• _Your task_: Copy the records word for word, omitting all pictures.

┄┄┄┄┄┄

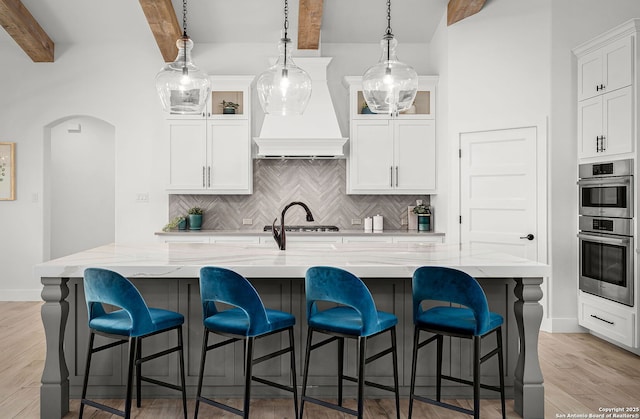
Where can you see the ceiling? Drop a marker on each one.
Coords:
(245, 21)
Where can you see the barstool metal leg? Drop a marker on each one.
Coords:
(248, 374)
(293, 372)
(476, 376)
(305, 374)
(439, 342)
(501, 369)
(362, 348)
(182, 380)
(138, 373)
(203, 357)
(414, 363)
(340, 369)
(395, 370)
(85, 381)
(133, 343)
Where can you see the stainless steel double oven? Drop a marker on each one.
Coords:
(606, 230)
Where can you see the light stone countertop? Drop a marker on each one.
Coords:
(367, 260)
(351, 232)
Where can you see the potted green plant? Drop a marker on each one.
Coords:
(365, 109)
(195, 218)
(229, 107)
(179, 222)
(424, 216)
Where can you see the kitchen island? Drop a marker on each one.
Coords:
(167, 274)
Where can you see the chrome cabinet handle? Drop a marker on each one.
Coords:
(601, 319)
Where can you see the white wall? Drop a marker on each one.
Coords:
(509, 65)
(115, 83)
(81, 179)
(573, 22)
(504, 72)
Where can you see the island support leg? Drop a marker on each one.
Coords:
(54, 391)
(528, 384)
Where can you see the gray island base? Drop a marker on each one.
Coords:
(167, 275)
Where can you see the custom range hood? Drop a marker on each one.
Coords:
(314, 134)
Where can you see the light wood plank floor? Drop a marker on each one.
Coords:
(582, 374)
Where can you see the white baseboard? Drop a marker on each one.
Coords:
(20, 295)
(562, 325)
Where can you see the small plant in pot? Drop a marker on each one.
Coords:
(229, 107)
(195, 218)
(179, 222)
(365, 109)
(424, 216)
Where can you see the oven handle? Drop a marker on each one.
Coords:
(605, 239)
(606, 181)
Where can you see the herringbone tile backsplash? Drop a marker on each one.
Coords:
(320, 184)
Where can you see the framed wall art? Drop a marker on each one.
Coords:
(7, 171)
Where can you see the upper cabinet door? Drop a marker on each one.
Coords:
(415, 156)
(187, 151)
(606, 69)
(617, 60)
(371, 158)
(230, 156)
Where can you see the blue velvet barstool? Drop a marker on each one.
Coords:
(247, 320)
(355, 317)
(473, 321)
(133, 322)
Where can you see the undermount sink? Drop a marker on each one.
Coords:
(305, 228)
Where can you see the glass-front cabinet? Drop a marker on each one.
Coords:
(211, 153)
(392, 154)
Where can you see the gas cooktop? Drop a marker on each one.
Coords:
(306, 228)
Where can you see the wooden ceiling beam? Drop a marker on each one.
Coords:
(164, 25)
(309, 24)
(460, 9)
(26, 31)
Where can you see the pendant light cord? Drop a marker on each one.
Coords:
(388, 35)
(185, 71)
(286, 30)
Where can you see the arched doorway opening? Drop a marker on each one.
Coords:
(79, 185)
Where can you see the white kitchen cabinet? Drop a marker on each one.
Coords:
(606, 93)
(211, 153)
(392, 154)
(605, 124)
(609, 319)
(606, 69)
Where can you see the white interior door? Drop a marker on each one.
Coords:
(498, 191)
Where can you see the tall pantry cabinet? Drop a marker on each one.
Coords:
(211, 153)
(607, 116)
(605, 95)
(392, 154)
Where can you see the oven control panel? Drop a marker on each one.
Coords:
(618, 226)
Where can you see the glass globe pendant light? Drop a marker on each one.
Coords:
(183, 88)
(284, 88)
(390, 86)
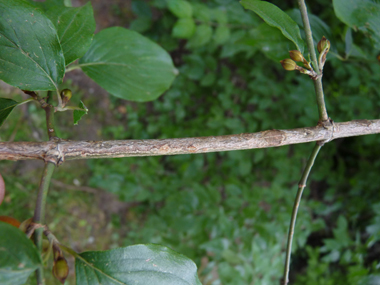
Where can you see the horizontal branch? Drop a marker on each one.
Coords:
(60, 150)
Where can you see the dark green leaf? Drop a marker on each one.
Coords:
(202, 36)
(141, 9)
(75, 28)
(277, 18)
(180, 8)
(78, 114)
(348, 41)
(220, 16)
(31, 57)
(222, 33)
(128, 65)
(318, 27)
(360, 14)
(184, 28)
(141, 24)
(18, 256)
(6, 107)
(137, 264)
(202, 13)
(269, 41)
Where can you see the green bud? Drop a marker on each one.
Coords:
(288, 64)
(60, 269)
(66, 95)
(296, 55)
(323, 43)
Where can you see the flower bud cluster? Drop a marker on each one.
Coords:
(296, 56)
(290, 64)
(323, 48)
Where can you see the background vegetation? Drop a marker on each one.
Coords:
(230, 211)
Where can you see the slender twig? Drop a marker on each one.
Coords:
(49, 110)
(72, 67)
(39, 212)
(323, 116)
(301, 187)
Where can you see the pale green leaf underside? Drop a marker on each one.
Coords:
(277, 18)
(128, 65)
(18, 256)
(31, 57)
(135, 265)
(6, 107)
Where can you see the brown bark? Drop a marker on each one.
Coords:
(60, 150)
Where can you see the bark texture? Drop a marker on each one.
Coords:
(57, 150)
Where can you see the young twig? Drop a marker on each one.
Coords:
(301, 187)
(323, 116)
(39, 212)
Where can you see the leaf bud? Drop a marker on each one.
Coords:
(60, 269)
(323, 43)
(296, 55)
(288, 64)
(66, 95)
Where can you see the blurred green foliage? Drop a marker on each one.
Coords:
(230, 211)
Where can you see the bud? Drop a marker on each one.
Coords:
(60, 269)
(288, 64)
(296, 55)
(66, 95)
(323, 43)
(25, 225)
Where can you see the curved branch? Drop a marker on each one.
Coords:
(60, 150)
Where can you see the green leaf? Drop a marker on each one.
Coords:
(6, 107)
(220, 16)
(202, 36)
(141, 9)
(184, 28)
(137, 264)
(31, 57)
(222, 34)
(269, 41)
(128, 65)
(277, 18)
(18, 256)
(141, 24)
(180, 8)
(202, 13)
(75, 27)
(363, 15)
(348, 42)
(318, 27)
(78, 114)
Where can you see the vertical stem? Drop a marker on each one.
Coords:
(323, 116)
(39, 212)
(49, 110)
(301, 187)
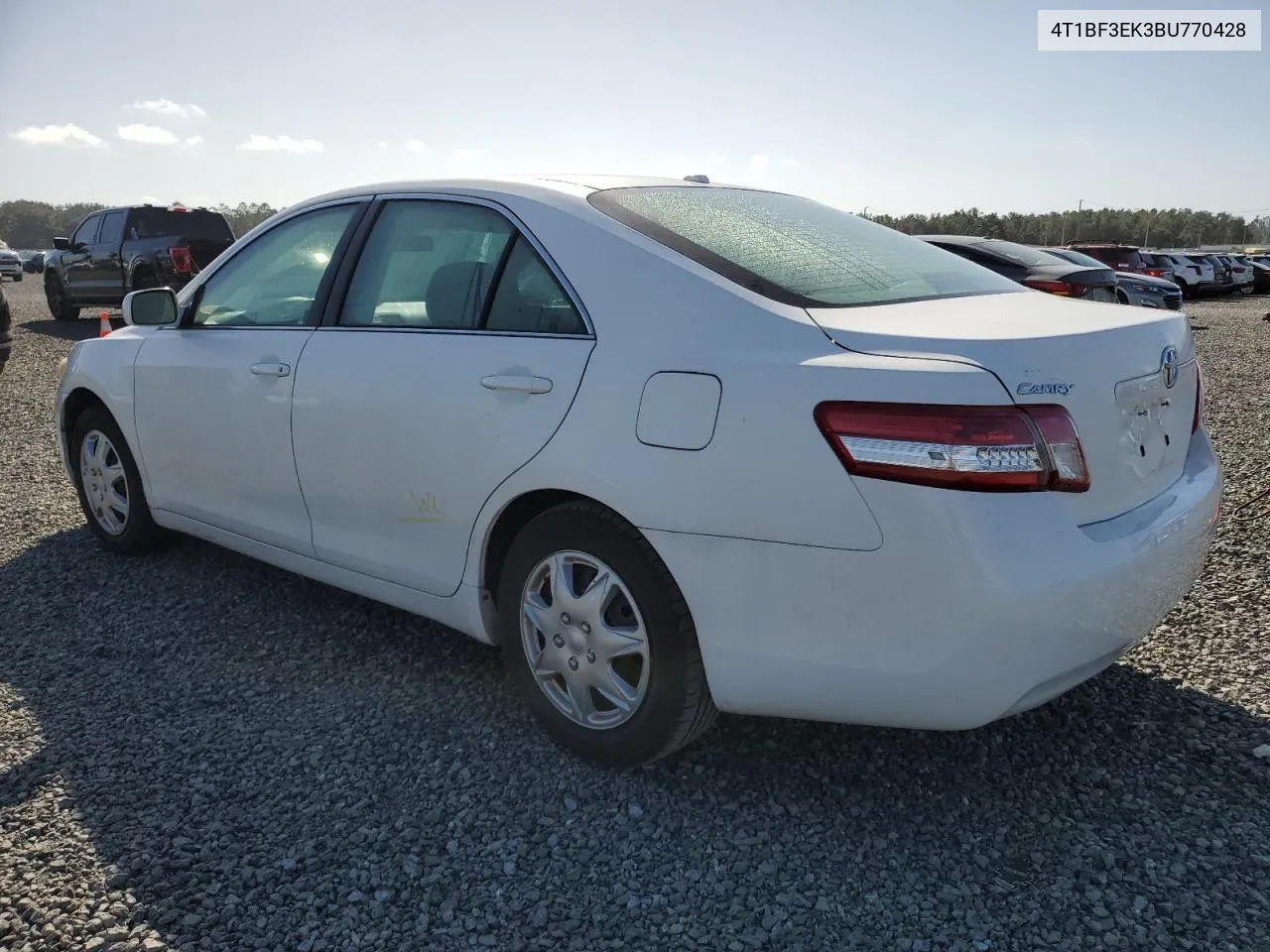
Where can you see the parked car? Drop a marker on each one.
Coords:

┄┄┄┄┄┄

• _Exercise response_:
Where can you see the ceiling? Drop a marker on each one.
Coords:
(245, 21)
Where can you see the barstool metal leg? Drop a marker on each one.
Coords:
(248, 374)
(293, 372)
(476, 376)
(305, 374)
(439, 342)
(501, 369)
(362, 348)
(182, 380)
(138, 373)
(203, 357)
(414, 363)
(340, 369)
(395, 370)
(85, 381)
(133, 343)
Where can you see the stainless steel double oven? Drop a marker on each one.
Coords:
(606, 230)
Where can you see the light stone countertop? Drop a marker on each one.
Coords:
(367, 260)
(351, 232)
Where can you see the potted green plant? Drop a marker on each one.
Coords:
(365, 109)
(195, 218)
(229, 107)
(179, 222)
(424, 216)
Where can you see the kitchen island? Drop a marker on each one.
Coords:
(167, 274)
Where can you see the chrome cabinet handle? Drop a marker on each one.
Coords:
(601, 319)
Where can you see the white wall? Drop a marker on each one.
Coords:
(509, 65)
(115, 83)
(81, 179)
(573, 22)
(504, 72)
Where can you see the island support leg? Drop a marker on each one.
Coords:
(54, 391)
(528, 384)
Where can you see the gray island base? Drop a marker on each one.
Coords:
(167, 275)
Where can you see the custom range hood? Drop a marker on each one.
Coords:
(314, 134)
Where can you see the light wood plank floor? Drop a marker on each one.
Coords:
(582, 374)
Where can you see the white baseboard? Drop a marker on each one.
Coords:
(20, 295)
(562, 325)
Where can you see the small plant in pot? Drop a marker on each one.
Coords:
(229, 107)
(195, 218)
(179, 222)
(365, 109)
(424, 216)
Where can you see the oven handle? Drop a marker on each one.
Coords:
(605, 239)
(606, 181)
Where can you see the herringbone tile backsplash? Drop a marker on each one.
Coords:
(320, 184)
Where can you see the framed wall art? Drop a marker on each one.
Coords:
(7, 171)
Where can you see the upper cabinet door? Drop a marker on each one.
Coords:
(415, 156)
(187, 151)
(606, 69)
(617, 60)
(371, 158)
(230, 156)
Where can you see the blue velvet barstool? Drop a marker on each one.
Coords:
(247, 320)
(355, 317)
(473, 321)
(133, 322)
Where can you see the undermount sink? Drop a marker on each one.
Coords:
(305, 228)
Where can you see the glass-front cabinet? Drop a marker on each one.
Coords:
(211, 153)
(392, 154)
Where can you see the gas cooktop? Drop a marker on each one.
Coords:
(306, 228)
Where can you see the wooden ceiling beam? Drop a marker on each one.
Coords:
(164, 25)
(309, 24)
(460, 9)
(26, 31)
Where can you see the pendant light cord? Drop a marker on each one.
Coords:
(388, 35)
(185, 71)
(286, 30)
Where can you see the arched doorway opening? Drop a marker on each one.
Coords:
(79, 185)
Where can you see the white kitchen cabinet? Drop a marker on each one.
Coords:
(606, 93)
(211, 153)
(392, 154)
(605, 124)
(609, 319)
(606, 69)
Where can you see the white interior door? Drop a marker on each one.
Coords:
(498, 191)
Where can you see the tall pantry cabinet? Drop a marker on each one.
Coords:
(211, 153)
(607, 116)
(605, 95)
(392, 154)
Where can you see the oven control panel? Drop a marker on each one.
Coords:
(618, 226)
Where can you see the glass globe pendant light? Drop a marker on each one.
Coords:
(183, 88)
(284, 88)
(390, 86)
Where can you see the horizontal branch? Drop a marker on each one.
Coords:
(60, 150)
Where can you see the dark green leaf? Drop a marker on each one.
Coords:
(202, 36)
(141, 9)
(75, 28)
(277, 18)
(180, 8)
(78, 114)
(348, 41)
(220, 16)
(31, 57)
(222, 33)
(128, 65)
(318, 27)
(360, 14)
(184, 28)
(141, 24)
(18, 256)
(6, 107)
(137, 264)
(202, 13)
(269, 41)
Where can you see the green bud? Drop a marker on each one.
Coords:
(288, 64)
(60, 269)
(66, 95)
(296, 55)
(323, 43)
Where can you see the flower bud cluster? Drop a marker on each one.
Coords:
(296, 56)
(290, 64)
(323, 48)
Where can you see the background vegetation? Drop a marker on each one.
Coords:
(230, 211)
Where can you see the slender twig? Drop a marker on each one.
Coords:
(49, 110)
(72, 67)
(39, 212)
(323, 116)
(301, 187)
Where can you see the pale green leaf underside? Drop a marker on each one.
Coords:
(277, 18)
(128, 65)
(18, 256)
(31, 57)
(135, 265)
(6, 107)
Where can you see the brown bark? Drop a marker on each one.
Coords:
(60, 150)
Where can you see the bark texture? Drop a marker on each one.
Coords:
(57, 150)
Where can you see the young twig? Drop a marker on each one.
Coords:
(301, 187)
(323, 116)
(39, 212)
Where can you see the leaf bud? Drop a marker on each one.
Coords:
(60, 269)
(323, 43)
(296, 55)
(288, 64)
(66, 95)
Where can you see the blurred green foliage? Drop a marker on each one.
Coords:
(230, 211)
Where can you see the bud? Drop a marker on each one.
Coords:
(60, 269)
(288, 64)
(296, 55)
(66, 95)
(323, 43)
(25, 225)
Where can you see the curved branch? Drop a marker on each one.
Coords:
(60, 150)
Where can you see the green leaf? Drop a marker on each one.
Coords:
(6, 107)
(220, 16)
(202, 36)
(141, 9)
(184, 28)
(137, 264)
(31, 57)
(222, 34)
(269, 41)
(128, 65)
(277, 18)
(18, 256)
(141, 24)
(180, 8)
(202, 13)
(75, 27)
(363, 15)
(348, 42)
(318, 27)
(78, 114)
Where can you see the vertical stem? Drop a marker on each one.
Coords:
(323, 116)
(39, 212)
(49, 110)
(301, 187)
Where can you see the parked car? Drop a marker on each one.
Coords:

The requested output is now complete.